— START —

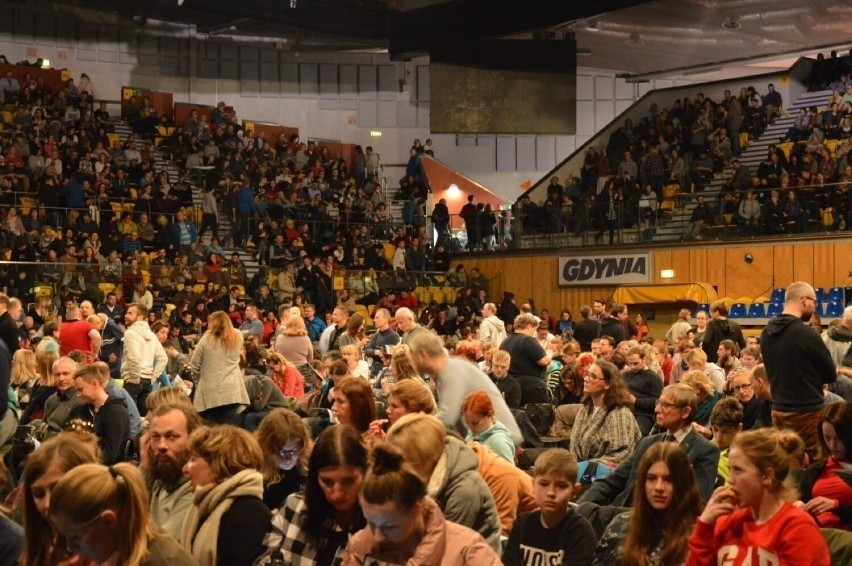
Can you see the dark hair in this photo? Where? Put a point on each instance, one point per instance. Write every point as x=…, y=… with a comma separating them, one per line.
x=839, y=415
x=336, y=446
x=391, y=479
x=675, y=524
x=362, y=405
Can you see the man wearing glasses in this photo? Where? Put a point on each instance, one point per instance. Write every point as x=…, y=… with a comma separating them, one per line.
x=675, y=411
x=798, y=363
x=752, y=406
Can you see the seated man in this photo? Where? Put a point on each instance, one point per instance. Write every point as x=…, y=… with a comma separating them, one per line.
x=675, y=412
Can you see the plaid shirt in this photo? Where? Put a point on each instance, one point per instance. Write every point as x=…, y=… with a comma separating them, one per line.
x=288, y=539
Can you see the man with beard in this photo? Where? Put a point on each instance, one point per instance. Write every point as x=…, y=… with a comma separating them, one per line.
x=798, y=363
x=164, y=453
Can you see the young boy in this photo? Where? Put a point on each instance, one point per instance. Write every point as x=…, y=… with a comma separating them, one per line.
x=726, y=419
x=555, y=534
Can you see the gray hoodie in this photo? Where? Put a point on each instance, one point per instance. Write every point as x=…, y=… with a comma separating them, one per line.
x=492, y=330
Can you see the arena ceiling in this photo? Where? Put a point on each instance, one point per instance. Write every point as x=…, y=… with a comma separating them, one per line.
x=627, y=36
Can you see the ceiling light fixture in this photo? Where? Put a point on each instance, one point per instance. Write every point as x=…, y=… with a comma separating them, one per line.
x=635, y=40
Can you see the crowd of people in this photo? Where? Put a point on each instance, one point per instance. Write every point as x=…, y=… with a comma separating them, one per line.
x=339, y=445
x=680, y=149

— END —

Given problem:
Recast every line of the rows above as a Markdown table with the columns Index and Content, numbering the lines in order and skipping blank ones. Leave the pictures out of the table.

Task solution:
| Index | Content |
|---|---|
| 1 | Can you see the dark hair in this photo? Where? Put a point on each instance, one point per instance. Write every point as x=…, y=… with a comma separating them, one per line. |
| 2 | x=839, y=415 |
| 3 | x=336, y=446 |
| 4 | x=391, y=479 |
| 5 | x=675, y=524 |
| 6 | x=362, y=405 |
| 7 | Can you see the man wearing glasses in this photo? Where? Put a point on each instance, one point per instance. Write every point as x=…, y=… with a comma separating them, one per line. |
| 8 | x=675, y=411 |
| 9 | x=798, y=363 |
| 10 | x=752, y=406 |
| 11 | Can you see the seated man in this photo? Where? Put a point on each instance, one point per instance. Write every point as x=…, y=… with a comma separating them, one per line. |
| 12 | x=675, y=412 |
| 13 | Can you see the plaid shirt in this photo? Where? Put a point on each instance, one point per instance. Write every point as x=…, y=… with a comma separating them, one per line. |
| 14 | x=288, y=539 |
| 15 | Can you see the man with beard in this photo? Where? Put a point on each instance, one point per instance. Write every point as x=…, y=… with a comma separating them, one per line. |
| 16 | x=798, y=363 |
| 17 | x=164, y=453 |
| 18 | Can you see the young boy in this photo? Where? Put a point on each instance, one point per instance. Write every point as x=…, y=… with a comma separating them, one per line. |
| 19 | x=726, y=419 |
| 20 | x=555, y=534 |
| 21 | Can you see the gray hoodie in this photo? Where? Put a point on each instance, one point per instance. Write every point as x=…, y=… with a comma separating them, one per line. |
| 22 | x=492, y=330 |
| 23 | Can you see the arena ceiling in this photo? Where? Put a point on each instance, one point per instance. Write every point as x=…, y=… with a comma separating them, one per line. |
| 24 | x=627, y=36 |
| 25 | Can you see the ceiling light fixture in this photo? Where? Put a point on each instance, one point per instance. Write every point as x=…, y=… with a comma separating them, one per line. |
| 26 | x=635, y=40 |
| 27 | Can you see the crowd of people in this photo? Where? Put a point on each instance, one point per instance. Write every point as x=…, y=… with a comma separating them, one per line. |
| 28 | x=339, y=445 |
| 29 | x=680, y=149 |